───── DATASET RECORDS
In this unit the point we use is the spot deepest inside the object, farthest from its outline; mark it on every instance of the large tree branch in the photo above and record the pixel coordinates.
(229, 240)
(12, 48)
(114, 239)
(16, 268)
──────────
# WRITTEN REQUEST:
Reproduce the data above word for word, keeping every line in its original order.

# OUTPUT OF THE EXERCISE:
In this unit the point we use is the spot deepest inside the object, farthest from its outline; mark it on every instance of the large tree branch in the photo above and record the pixel coordinates.
(229, 240)
(12, 48)
(114, 239)
(16, 268)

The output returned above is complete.